* 练习题目 *
编辑这篇论书目分类的文字：从含有“充其義例,則魏文《典論》,葛”的地方开始，到“特黎丘有鬼,歧路亡羊而已耶?”之后停止，重新写出这一段，并把其中的“流俗”换成“時俗”。
::: 页面正文
《唐志》乃并《史通》、《文章龜鑒》、《史漢異義》為一類,遂為鄭略、馬《考》諸子之通規。《鄭志》以《史通》入通史類,以《雕龍》入《文集》類。夫漁仲校讎,義例最精,猶舛誤若此,則俗學之傳習已久也。
充其義例,則魏文《典論》,葛洪《史鈔》,張騭《文士傳》,《典論。論文》如《雕龍》,《史鈔》如《史漢異義》,《文士傳》如《文章龜鑒》,類皆相似。亦當混合而入總集矣,史部子部之目何得而分之?《典論》,子類也;《史鈔》、《文士傳》,史類也。其例之混實由文集難定專門,而似者可亂真也。
著錄既無源流,作者標題,遂無定法。郎蔚之《諸州圖經集》,則史部地理而有集名矣;《隋志》所收。王方慶《寶章集》,則經部小學而有集名矣;《唐志》所收。玄覺《永嘉集》,則子部釋家而有集名矣。《唐志》所收。百家雜藝之末流,識既庸暗,文復鄙俚,或抄撮古人,或自明小數,本非集類,而紛紛稱集者,何足勝道?雖曾氏《隆平集》,亦從流俗,當改為傳志,乃為相稱。然則三集既興,九流必混,學術之迷,豈特黎丘有鬼,歧路亡羊而已耶?
篇卷《易》曰:“艮其輔,言有序。”《詩》曰:“出言有章。”古人之于言,求其有章有序而已矣。著之于書,則有簡策。標其起訖,是曰篇章。孟子曰:“吾于《武城》,取二三策而已矣。”是連策為篇之證也。《易。大傳》曰:“二篇之冊,萬有一千五百二十。”是首尾為篇之證也。左氏引《詩》,舉其篇名,而次第引之,則曰某章云云。是篇為大成,而章為分闋之評也。
::::::
::: 存储数据
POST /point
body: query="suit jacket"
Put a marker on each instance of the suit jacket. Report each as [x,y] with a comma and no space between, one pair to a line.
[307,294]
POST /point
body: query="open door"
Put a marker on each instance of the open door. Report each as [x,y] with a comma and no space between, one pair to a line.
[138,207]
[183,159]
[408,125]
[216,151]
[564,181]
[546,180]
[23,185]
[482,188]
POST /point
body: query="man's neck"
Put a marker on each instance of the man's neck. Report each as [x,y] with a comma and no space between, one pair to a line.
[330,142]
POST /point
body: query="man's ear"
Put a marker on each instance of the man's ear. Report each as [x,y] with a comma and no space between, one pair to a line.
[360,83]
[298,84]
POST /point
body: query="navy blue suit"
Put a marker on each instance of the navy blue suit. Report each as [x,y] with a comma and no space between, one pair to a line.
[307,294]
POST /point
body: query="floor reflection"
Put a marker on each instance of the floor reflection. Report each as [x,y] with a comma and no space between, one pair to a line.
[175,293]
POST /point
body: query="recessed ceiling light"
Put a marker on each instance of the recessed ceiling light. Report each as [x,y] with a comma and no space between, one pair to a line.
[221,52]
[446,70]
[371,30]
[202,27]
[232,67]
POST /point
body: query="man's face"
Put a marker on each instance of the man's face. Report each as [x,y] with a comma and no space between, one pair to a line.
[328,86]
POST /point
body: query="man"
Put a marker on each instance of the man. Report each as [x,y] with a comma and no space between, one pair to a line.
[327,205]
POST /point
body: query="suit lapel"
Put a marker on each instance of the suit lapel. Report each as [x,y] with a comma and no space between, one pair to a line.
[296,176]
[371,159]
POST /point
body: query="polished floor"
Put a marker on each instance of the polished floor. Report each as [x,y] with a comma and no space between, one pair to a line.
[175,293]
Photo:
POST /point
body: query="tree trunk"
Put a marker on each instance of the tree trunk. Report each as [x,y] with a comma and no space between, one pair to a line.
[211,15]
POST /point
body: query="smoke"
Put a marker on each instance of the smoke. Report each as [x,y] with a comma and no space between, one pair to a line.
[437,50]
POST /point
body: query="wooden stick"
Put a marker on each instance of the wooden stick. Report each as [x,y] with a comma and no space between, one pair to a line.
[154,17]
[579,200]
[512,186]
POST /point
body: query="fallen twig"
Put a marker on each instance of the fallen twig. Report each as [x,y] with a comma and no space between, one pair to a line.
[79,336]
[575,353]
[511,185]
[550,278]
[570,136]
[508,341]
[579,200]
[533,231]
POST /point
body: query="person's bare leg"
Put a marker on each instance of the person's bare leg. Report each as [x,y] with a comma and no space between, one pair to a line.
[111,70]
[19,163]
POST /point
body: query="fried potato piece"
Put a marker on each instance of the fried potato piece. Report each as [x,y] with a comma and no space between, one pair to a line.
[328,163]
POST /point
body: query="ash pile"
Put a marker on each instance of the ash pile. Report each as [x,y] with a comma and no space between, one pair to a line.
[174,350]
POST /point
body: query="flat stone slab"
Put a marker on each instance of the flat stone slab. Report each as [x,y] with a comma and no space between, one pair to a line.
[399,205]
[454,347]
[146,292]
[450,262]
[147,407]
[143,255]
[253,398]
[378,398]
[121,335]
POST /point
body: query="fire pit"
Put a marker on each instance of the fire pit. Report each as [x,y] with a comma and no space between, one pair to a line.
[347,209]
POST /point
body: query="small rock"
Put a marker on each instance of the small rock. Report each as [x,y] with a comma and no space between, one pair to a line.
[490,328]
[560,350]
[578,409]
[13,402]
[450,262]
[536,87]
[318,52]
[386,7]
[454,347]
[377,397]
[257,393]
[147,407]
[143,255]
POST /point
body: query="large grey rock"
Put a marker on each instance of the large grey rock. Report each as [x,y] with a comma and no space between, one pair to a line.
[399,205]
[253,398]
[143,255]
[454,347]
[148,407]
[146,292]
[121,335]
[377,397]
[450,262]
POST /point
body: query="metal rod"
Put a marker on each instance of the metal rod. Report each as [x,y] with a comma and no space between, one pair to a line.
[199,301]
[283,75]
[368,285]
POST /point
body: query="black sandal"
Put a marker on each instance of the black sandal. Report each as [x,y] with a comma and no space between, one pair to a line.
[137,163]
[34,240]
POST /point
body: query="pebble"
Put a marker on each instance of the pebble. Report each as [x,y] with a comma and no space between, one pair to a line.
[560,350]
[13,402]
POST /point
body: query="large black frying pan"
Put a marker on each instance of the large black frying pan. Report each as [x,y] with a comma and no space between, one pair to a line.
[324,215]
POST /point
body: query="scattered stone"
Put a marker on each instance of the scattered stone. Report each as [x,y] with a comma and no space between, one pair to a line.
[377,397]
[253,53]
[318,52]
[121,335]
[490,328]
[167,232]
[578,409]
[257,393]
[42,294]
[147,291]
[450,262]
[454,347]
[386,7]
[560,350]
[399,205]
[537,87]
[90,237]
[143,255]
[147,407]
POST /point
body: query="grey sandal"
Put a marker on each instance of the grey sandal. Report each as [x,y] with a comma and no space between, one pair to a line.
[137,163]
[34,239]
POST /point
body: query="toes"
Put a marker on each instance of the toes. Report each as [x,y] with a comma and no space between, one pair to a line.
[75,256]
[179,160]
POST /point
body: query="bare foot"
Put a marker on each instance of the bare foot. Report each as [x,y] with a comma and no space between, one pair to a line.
::::::
::: 存储数据
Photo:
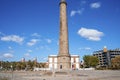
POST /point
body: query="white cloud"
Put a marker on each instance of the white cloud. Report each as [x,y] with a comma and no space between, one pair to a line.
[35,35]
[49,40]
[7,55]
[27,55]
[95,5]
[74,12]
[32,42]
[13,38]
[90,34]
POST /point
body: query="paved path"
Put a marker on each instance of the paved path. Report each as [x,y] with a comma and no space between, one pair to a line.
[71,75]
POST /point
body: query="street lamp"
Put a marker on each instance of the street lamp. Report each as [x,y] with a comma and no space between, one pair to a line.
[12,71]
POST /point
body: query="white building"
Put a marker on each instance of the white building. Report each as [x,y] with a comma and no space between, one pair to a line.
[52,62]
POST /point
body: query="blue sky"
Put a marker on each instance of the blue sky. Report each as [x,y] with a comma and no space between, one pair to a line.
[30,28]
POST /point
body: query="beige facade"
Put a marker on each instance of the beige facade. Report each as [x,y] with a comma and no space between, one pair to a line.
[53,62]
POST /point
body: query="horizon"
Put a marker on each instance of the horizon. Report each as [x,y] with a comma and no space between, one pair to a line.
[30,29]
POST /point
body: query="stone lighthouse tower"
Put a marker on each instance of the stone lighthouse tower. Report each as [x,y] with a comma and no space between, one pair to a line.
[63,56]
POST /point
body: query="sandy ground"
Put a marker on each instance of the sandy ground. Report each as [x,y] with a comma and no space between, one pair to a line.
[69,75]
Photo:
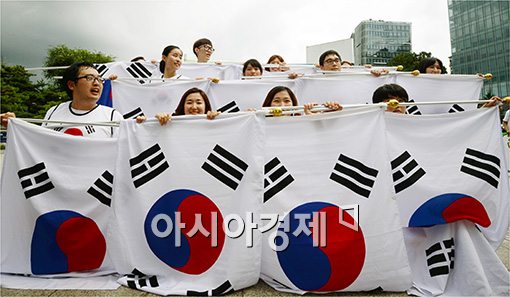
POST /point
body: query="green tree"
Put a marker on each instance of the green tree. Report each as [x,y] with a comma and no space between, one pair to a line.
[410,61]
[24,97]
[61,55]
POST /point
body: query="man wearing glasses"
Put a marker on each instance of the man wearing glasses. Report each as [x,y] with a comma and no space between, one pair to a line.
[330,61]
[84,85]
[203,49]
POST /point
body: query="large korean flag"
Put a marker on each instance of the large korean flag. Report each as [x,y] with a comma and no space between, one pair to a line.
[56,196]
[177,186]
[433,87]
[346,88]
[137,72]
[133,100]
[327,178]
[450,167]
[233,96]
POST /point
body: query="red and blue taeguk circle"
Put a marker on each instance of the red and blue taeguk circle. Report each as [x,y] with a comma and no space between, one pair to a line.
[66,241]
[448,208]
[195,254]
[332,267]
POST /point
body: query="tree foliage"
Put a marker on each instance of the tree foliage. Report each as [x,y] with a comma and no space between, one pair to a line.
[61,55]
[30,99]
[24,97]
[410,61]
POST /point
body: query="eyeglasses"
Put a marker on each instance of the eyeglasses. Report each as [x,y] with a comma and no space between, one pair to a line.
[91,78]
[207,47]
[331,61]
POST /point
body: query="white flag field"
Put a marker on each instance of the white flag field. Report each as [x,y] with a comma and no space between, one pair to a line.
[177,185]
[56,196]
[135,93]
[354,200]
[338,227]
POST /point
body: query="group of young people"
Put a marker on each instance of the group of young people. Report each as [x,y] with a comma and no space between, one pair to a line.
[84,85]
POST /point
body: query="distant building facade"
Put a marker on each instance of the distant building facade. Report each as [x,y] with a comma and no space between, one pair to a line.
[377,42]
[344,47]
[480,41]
::::::
* 练习结果 *
充其義例,則魏文《典論》,葛洪《史鈔》,張騭《文士傳》,《典論。論文》如《雕龍》,《史鈔》如《史漢異義》,《文士傳》如《文章龜鑒》,類皆相似。亦當混合而入總集矣,史部子部之目何得而分之?《典論》,子類也;《史鈔》、《文士傳》,史類也。其例之混實由文集難定專門,而似者可亂真也。
著錄既無源流,作者標題,遂無定法。郎蔚之《諸州圖經集》,則史部地理而有集名矣;《隋志》所收。王方慶《寶章集》,則經部小學而有集名矣;《唐志》所收。玄覺《永嘉集》,則子部釋家而有集名矣。《唐志》所收。百家雜藝之末流,識既庸暗,文復鄙俚,或抄撮古人,或自明小數,本非集類,而紛紛稱集者,何足勝道?雖曾氏《隆平集》,亦從時俗,當改為傳志,乃為相稱。然則三集既興,九流必混,學術之迷,豈特黎丘有鬼,歧路亡羊而已耶?